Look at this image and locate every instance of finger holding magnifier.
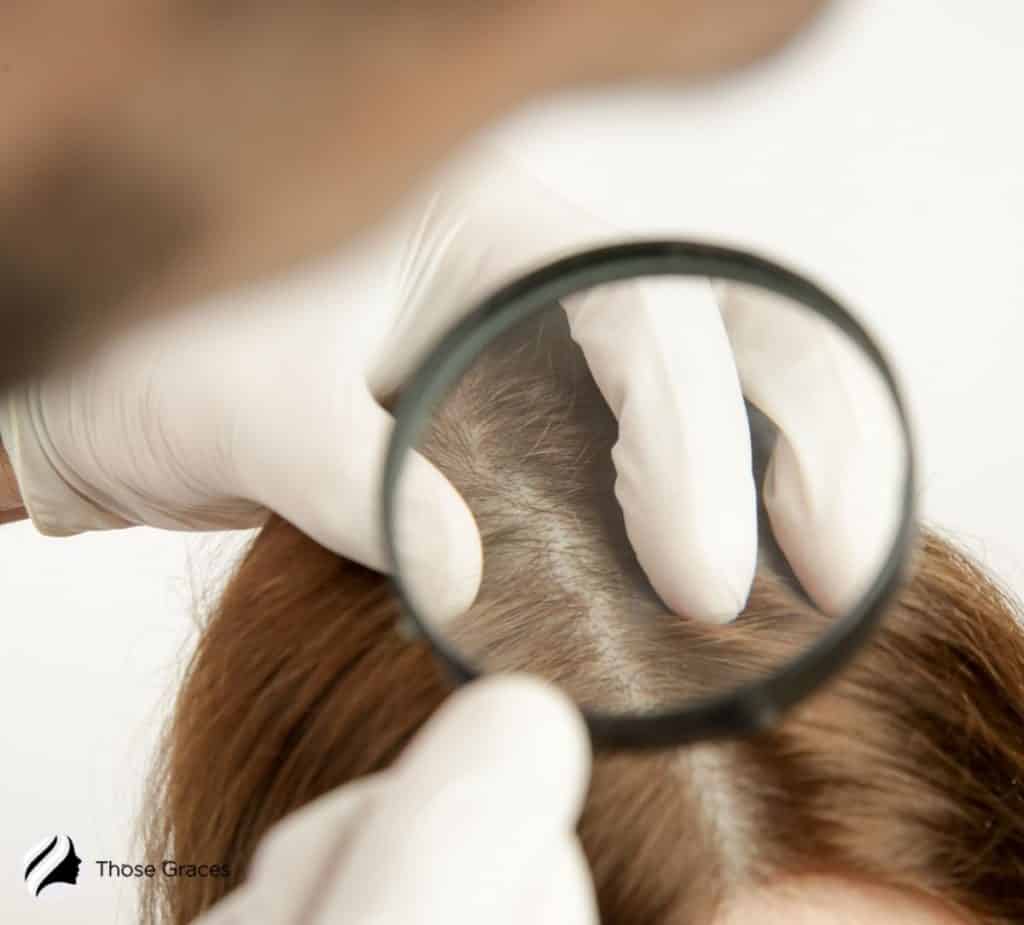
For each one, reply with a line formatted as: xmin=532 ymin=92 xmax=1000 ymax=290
xmin=716 ymin=281 xmax=908 ymax=617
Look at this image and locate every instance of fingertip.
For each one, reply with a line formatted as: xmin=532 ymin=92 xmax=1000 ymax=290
xmin=615 ymin=455 xmax=758 ymax=624
xmin=392 ymin=449 xmax=483 ymax=625
xmin=328 ymin=679 xmax=592 ymax=921
xmin=573 ymin=275 xmax=759 ymax=625
xmin=635 ymin=517 xmax=757 ymax=625
xmin=532 ymin=838 xmax=600 ymax=924
xmin=765 ymin=443 xmax=903 ymax=617
xmin=398 ymin=675 xmax=592 ymax=818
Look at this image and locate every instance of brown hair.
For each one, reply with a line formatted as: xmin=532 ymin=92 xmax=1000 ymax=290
xmin=142 ymin=309 xmax=1024 ymax=924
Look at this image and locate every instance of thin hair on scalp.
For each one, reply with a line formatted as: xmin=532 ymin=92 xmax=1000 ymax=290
xmin=141 ymin=309 xmax=1024 ymax=924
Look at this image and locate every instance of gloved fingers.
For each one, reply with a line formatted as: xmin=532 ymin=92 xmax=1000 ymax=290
xmin=389 ymin=675 xmax=590 ymax=817
xmin=248 ymin=774 xmax=386 ymax=880
xmin=191 ymin=774 xmax=382 ymax=925
xmin=232 ymin=380 xmax=482 ymax=625
xmin=310 ymin=675 xmax=593 ymax=923
xmin=189 ymin=884 xmax=250 ymax=925
xmin=230 ymin=775 xmax=388 ymax=925
xmin=368 ymin=148 xmax=620 ymax=398
xmin=718 ymin=282 xmax=907 ymax=616
xmin=191 ymin=743 xmax=596 ymax=925
xmin=526 ymin=836 xmax=600 ymax=924
xmin=564 ymin=277 xmax=758 ymax=624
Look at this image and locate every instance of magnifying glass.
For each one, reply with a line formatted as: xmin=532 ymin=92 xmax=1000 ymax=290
xmin=382 ymin=241 xmax=916 ymax=749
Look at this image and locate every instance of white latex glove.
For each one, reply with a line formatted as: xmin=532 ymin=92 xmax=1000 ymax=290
xmin=715 ymin=282 xmax=906 ymax=615
xmin=190 ymin=676 xmax=596 ymax=925
xmin=0 ymin=145 xmax=901 ymax=621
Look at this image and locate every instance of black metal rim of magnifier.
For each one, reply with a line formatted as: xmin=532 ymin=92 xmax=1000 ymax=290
xmin=382 ymin=239 xmax=918 ymax=751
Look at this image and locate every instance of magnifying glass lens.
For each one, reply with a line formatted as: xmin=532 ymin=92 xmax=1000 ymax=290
xmin=388 ymin=260 xmax=911 ymax=734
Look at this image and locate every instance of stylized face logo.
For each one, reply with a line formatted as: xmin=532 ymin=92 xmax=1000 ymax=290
xmin=23 ymin=835 xmax=81 ymax=897
xmin=67 ymin=845 xmax=82 ymax=879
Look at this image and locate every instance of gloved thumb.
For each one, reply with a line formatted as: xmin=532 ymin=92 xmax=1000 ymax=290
xmin=227 ymin=677 xmax=596 ymax=925
xmin=316 ymin=676 xmax=595 ymax=923
xmin=233 ymin=379 xmax=482 ymax=623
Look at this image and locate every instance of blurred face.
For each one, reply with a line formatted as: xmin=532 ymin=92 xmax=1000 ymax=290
xmin=0 ymin=1 xmax=831 ymax=387
xmin=560 ymin=0 xmax=831 ymax=83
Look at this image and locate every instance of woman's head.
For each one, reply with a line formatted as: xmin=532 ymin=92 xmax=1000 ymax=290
xmin=143 ymin=310 xmax=1024 ymax=924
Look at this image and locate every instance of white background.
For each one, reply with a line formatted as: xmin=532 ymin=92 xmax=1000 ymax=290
xmin=3 ymin=1 xmax=1023 ymax=921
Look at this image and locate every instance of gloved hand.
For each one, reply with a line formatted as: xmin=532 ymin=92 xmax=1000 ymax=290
xmin=0 ymin=145 xmax=899 ymax=622
xmin=190 ymin=676 xmax=596 ymax=925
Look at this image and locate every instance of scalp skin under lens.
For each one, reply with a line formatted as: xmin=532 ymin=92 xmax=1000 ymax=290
xmin=420 ymin=306 xmax=829 ymax=713
xmin=383 ymin=242 xmax=916 ymax=746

# [Work item]
When you return the records, keep every word unchanged and drop the pictures.

# [Solution]
Look at this image and locate every instance of finger holding magnifier.
For each one, reply with a line formatted as: xmin=532 ymin=92 xmax=1000 ymax=290
xmin=716 ymin=281 xmax=908 ymax=617
Look at this image and locate every instance of fingertip.
For each one, reply with a line formatted as: xmin=532 ymin=92 xmax=1000 ymax=290
xmin=615 ymin=455 xmax=758 ymax=624
xmin=392 ymin=449 xmax=483 ymax=625
xmin=328 ymin=679 xmax=592 ymax=921
xmin=573 ymin=275 xmax=759 ymax=625
xmin=635 ymin=517 xmax=757 ymax=625
xmin=532 ymin=838 xmax=600 ymax=924
xmin=765 ymin=443 xmax=903 ymax=617
xmin=398 ymin=675 xmax=592 ymax=818
Look at this image and locate every instance of brown hair.
For each one, reply with a line formatted as: xmin=532 ymin=92 xmax=1000 ymax=290
xmin=142 ymin=309 xmax=1024 ymax=924
Look at this image and locate every instance of thin hair on scalp.
For each one, reply with a line formatted as: xmin=532 ymin=92 xmax=1000 ymax=290
xmin=141 ymin=309 xmax=1024 ymax=924
Look at this image and locate every instance of gloved fingers.
For each one, reply with a line formatted as: xmin=532 ymin=92 xmax=1000 ymax=290
xmin=389 ymin=675 xmax=590 ymax=817
xmin=248 ymin=774 xmax=386 ymax=880
xmin=191 ymin=774 xmax=382 ymax=925
xmin=232 ymin=380 xmax=482 ymax=625
xmin=310 ymin=675 xmax=593 ymax=923
xmin=189 ymin=884 xmax=250 ymax=925
xmin=230 ymin=775 xmax=388 ymax=925
xmin=368 ymin=148 xmax=620 ymax=398
xmin=718 ymin=282 xmax=907 ymax=616
xmin=191 ymin=743 xmax=596 ymax=925
xmin=526 ymin=836 xmax=600 ymax=924
xmin=564 ymin=277 xmax=758 ymax=624
Look at this image and locate every instance of magnifying glass.
For each one, reply with a line formatted as: xmin=532 ymin=92 xmax=1000 ymax=290
xmin=382 ymin=241 xmax=916 ymax=749
Look at this image and locate every instance of white latex glove.
For each one, reply with a line formatted as: xmin=532 ymin=92 xmax=1000 ymax=290
xmin=715 ymin=282 xmax=906 ymax=615
xmin=190 ymin=676 xmax=596 ymax=925
xmin=0 ymin=145 xmax=901 ymax=621
Look at this image and locate every instance of black metal rim of magnifier.
For each one, reply with a line formatted as: xmin=532 ymin=92 xmax=1000 ymax=290
xmin=382 ymin=239 xmax=918 ymax=751
Look at this image and locate every instance of magnifying glass lens.
For each one, reply with a line formatted as: xmin=532 ymin=92 xmax=1000 ymax=290
xmin=388 ymin=260 xmax=911 ymax=734
Look at this image and locate every instance of stylized face logo.
For each one, reply with a line formatted as: xmin=532 ymin=92 xmax=1000 ymax=290
xmin=23 ymin=835 xmax=81 ymax=897
xmin=67 ymin=845 xmax=82 ymax=879
Look at this image and locate every instance of gloved thumb.
For each one, reply with a line formatted as: xmin=532 ymin=92 xmax=1000 ymax=290
xmin=227 ymin=677 xmax=596 ymax=925
xmin=316 ymin=676 xmax=595 ymax=923
xmin=233 ymin=379 xmax=482 ymax=623
Look at this image and locate every instance of blurred face.
For each one, reply with a line formatted as: xmin=532 ymin=92 xmax=1000 ymax=290
xmin=0 ymin=1 xmax=831 ymax=387
xmin=560 ymin=0 xmax=831 ymax=83
Look at this image and locate every instance of woman's head.
For each one, reply with a line formatted as: xmin=532 ymin=92 xmax=1000 ymax=290
xmin=143 ymin=310 xmax=1024 ymax=924
Look at this image and locate every instance of white background.
For each one, reply with a line formatted as: xmin=532 ymin=92 xmax=1000 ymax=290
xmin=3 ymin=1 xmax=1023 ymax=921
Look at this image and locate every instance of gloved hand.
For each one, reply with a line formatted as: xmin=532 ymin=92 xmax=1000 ymax=290
xmin=0 ymin=145 xmax=899 ymax=622
xmin=190 ymin=676 xmax=596 ymax=925
Look at this image and locate every instance of scalp skin under lens.
For each one, reply with a line formatted as: xmin=532 ymin=92 xmax=1000 ymax=290
xmin=420 ymin=306 xmax=829 ymax=713
xmin=383 ymin=242 xmax=916 ymax=746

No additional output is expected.